- SOURCE EXCERPT
-----

A Pattern of Neglect in Public Service

Elizabeth Barrett, Esq.

School Board Member, SAU 52

City of Portsmouth, New Hampshire

Right-to-Know Request: RTK-2024-0000026

Report Date: April 17, 2026

Based on Legal eDiscovery email records obtained via public records request.

Executive Summary

This report presents a comprehensive critical analysis of email records produced under Right-to-Know request RTK-2024-0000026 concerning Elizabeth Barrett, Esq., a School Board Member for SAU 52 in Portsmouth, New Hampshire. The emails, spanning from January 2024 through November 2024, were produced through a Legal eDiscovery process.

The records reveal a deeply troubling pattern that began almost immediately after Barrett’s appointment and persisted throughout her tenure. Within weeks of being named the School Board’s liaison to the Recreation Board in January 2024, Barrett was already missing meetings and losing track of basic scheduling information. Over the course of eleven months, the public records document at least four completely missed meetings across three different public bodies, two instances of arriving late, repeated last-minute cancellations and rescheduling requests, a persistent push to avoid in-person attendance, an admission of not understanding her own role, and a failure to keep track of meeting schedules and distributed materials.

-----

- DATASET ENTRIES
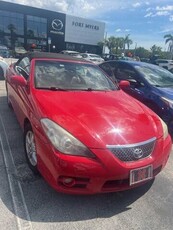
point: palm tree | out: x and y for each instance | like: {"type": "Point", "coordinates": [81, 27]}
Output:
{"type": "Point", "coordinates": [13, 38]}
{"type": "Point", "coordinates": [118, 43]}
{"type": "Point", "coordinates": [169, 39]}
{"type": "Point", "coordinates": [127, 41]}
{"type": "Point", "coordinates": [110, 43]}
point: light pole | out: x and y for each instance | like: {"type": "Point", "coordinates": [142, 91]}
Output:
{"type": "Point", "coordinates": [135, 48]}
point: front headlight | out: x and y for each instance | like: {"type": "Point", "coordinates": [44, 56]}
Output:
{"type": "Point", "coordinates": [168, 102]}
{"type": "Point", "coordinates": [64, 141]}
{"type": "Point", "coordinates": [165, 128]}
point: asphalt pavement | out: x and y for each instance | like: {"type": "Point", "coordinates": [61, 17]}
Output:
{"type": "Point", "coordinates": [28, 202]}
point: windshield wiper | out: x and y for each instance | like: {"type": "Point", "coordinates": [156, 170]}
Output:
{"type": "Point", "coordinates": [52, 88]}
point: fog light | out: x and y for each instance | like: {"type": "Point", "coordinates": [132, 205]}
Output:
{"type": "Point", "coordinates": [68, 181]}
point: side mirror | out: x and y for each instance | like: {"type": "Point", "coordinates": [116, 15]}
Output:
{"type": "Point", "coordinates": [19, 80]}
{"type": "Point", "coordinates": [124, 84]}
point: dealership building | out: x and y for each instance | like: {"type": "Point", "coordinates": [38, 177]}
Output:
{"type": "Point", "coordinates": [39, 29]}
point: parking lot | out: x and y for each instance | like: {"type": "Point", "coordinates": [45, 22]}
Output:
{"type": "Point", "coordinates": [28, 202]}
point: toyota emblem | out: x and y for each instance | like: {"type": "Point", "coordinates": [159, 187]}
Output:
{"type": "Point", "coordinates": [57, 24]}
{"type": "Point", "coordinates": [137, 153]}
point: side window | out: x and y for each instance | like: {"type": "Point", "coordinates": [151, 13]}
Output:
{"type": "Point", "coordinates": [23, 67]}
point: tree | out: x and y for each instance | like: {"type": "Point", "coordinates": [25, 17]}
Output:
{"type": "Point", "coordinates": [127, 41]}
{"type": "Point", "coordinates": [142, 52]}
{"type": "Point", "coordinates": [30, 33]}
{"type": "Point", "coordinates": [169, 39]}
{"type": "Point", "coordinates": [118, 44]}
{"type": "Point", "coordinates": [156, 50]}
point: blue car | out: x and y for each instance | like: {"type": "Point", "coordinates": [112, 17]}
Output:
{"type": "Point", "coordinates": [150, 84]}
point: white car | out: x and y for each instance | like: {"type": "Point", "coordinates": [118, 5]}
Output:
{"type": "Point", "coordinates": [167, 64]}
{"type": "Point", "coordinates": [3, 68]}
{"type": "Point", "coordinates": [4, 63]}
{"type": "Point", "coordinates": [92, 57]}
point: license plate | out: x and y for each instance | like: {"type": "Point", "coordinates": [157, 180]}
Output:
{"type": "Point", "coordinates": [141, 174]}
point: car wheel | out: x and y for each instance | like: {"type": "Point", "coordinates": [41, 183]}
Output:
{"type": "Point", "coordinates": [30, 148]}
{"type": "Point", "coordinates": [1, 74]}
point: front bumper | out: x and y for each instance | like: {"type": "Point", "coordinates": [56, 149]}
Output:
{"type": "Point", "coordinates": [104, 174]}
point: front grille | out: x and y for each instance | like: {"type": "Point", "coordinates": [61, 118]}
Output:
{"type": "Point", "coordinates": [133, 152]}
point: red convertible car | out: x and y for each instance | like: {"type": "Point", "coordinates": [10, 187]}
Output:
{"type": "Point", "coordinates": [81, 131]}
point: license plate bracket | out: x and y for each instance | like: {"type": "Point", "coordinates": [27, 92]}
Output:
{"type": "Point", "coordinates": [141, 174]}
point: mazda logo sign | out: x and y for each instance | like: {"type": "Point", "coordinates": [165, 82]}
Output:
{"type": "Point", "coordinates": [137, 153]}
{"type": "Point", "coordinates": [57, 24]}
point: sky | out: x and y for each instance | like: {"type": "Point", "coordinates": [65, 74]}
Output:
{"type": "Point", "coordinates": [146, 21]}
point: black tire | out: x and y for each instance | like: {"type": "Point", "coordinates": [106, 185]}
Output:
{"type": "Point", "coordinates": [1, 74]}
{"type": "Point", "coordinates": [30, 148]}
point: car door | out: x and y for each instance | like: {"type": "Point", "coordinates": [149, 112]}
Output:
{"type": "Point", "coordinates": [21, 93]}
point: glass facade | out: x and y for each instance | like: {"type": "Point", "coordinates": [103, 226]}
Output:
{"type": "Point", "coordinates": [36, 27]}
{"type": "Point", "coordinates": [11, 28]}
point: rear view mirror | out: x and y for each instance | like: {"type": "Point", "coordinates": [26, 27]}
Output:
{"type": "Point", "coordinates": [19, 80]}
{"type": "Point", "coordinates": [124, 84]}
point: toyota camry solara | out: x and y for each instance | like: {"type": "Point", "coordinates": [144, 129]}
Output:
{"type": "Point", "coordinates": [81, 132]}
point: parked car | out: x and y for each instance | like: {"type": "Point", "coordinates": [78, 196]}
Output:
{"type": "Point", "coordinates": [19, 51]}
{"type": "Point", "coordinates": [3, 68]}
{"type": "Point", "coordinates": [4, 51]}
{"type": "Point", "coordinates": [92, 57]}
{"type": "Point", "coordinates": [167, 64]}
{"type": "Point", "coordinates": [81, 132]}
{"type": "Point", "coordinates": [71, 53]}
{"type": "Point", "coordinates": [150, 84]}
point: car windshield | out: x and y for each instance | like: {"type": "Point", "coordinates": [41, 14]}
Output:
{"type": "Point", "coordinates": [59, 75]}
{"type": "Point", "coordinates": [94, 56]}
{"type": "Point", "coordinates": [155, 75]}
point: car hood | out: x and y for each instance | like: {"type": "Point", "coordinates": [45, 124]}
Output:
{"type": "Point", "coordinates": [98, 118]}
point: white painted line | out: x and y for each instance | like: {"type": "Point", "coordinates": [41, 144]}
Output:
{"type": "Point", "coordinates": [20, 207]}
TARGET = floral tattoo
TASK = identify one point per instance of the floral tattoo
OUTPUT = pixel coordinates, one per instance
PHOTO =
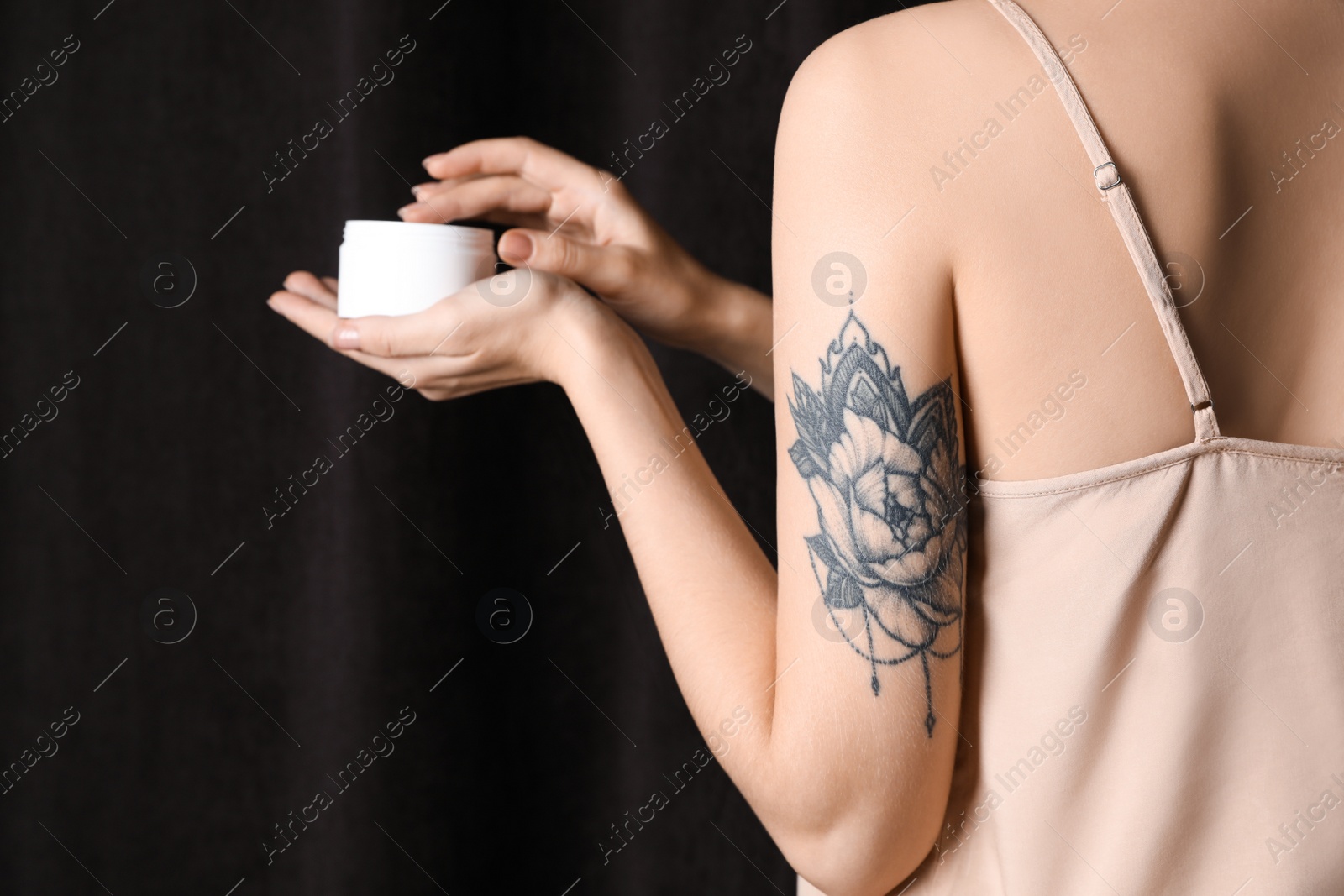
(889, 485)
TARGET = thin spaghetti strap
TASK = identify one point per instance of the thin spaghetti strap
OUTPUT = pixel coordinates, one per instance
(1116, 192)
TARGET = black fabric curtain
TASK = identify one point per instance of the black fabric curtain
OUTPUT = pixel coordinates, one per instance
(215, 679)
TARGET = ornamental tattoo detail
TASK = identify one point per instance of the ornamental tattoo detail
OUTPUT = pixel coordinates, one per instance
(887, 483)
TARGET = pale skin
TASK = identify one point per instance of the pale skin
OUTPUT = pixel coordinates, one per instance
(1005, 277)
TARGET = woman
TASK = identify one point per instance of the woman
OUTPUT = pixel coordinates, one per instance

-----

- SET TASKS
1 – How many completely missed meetings does the school board report say the public records document?
2 – Continue the school board report, starting after its last sentence.
The records are separate material with no connection to the school board report.

- OUTPUTS FOR THE TASKS
1 – At least four, across three different public bodies.

2 –
Most critically, the records show that Barrett’s excuses followed a repetitive and formulaic pattern — cycling through “family emergencies,” “family matters,” “health issues,” traffic, and scheduling conflicts — raising questions about whether these were genuine impediments or a pattern of convenient excuses for an official who had overcommitted herself to more boards and committees than she could responsibly serve.

1. Overcommitted From the Start: Too Many Boards, Too Little Time

The public records reveal that Barrett simultaneously served on or participated in an extraordinary number of boards, committees, and negotiating teams. Based solely on the emails produced, Barrett was involved with:

The Portsmouth School Board (SAU 52) — her elected position and primary obligation.

The Portsmouth Recreation Board — where she served as the School Board’s designated liaison.

The Safe Water Advisory Group (SWAG) — a City of Portsmouth advisory committee on water safety issues.

Clerical Negotiations (Touch Base) — labor negotiations between the school district and clerical union employees.

PACE Union Negotiations — separate negotiations with the PACE union, involving outside legal counsel Tom Closson.

School Board Redistricting — redistricting meetings that conflicted with her negotiation commitments.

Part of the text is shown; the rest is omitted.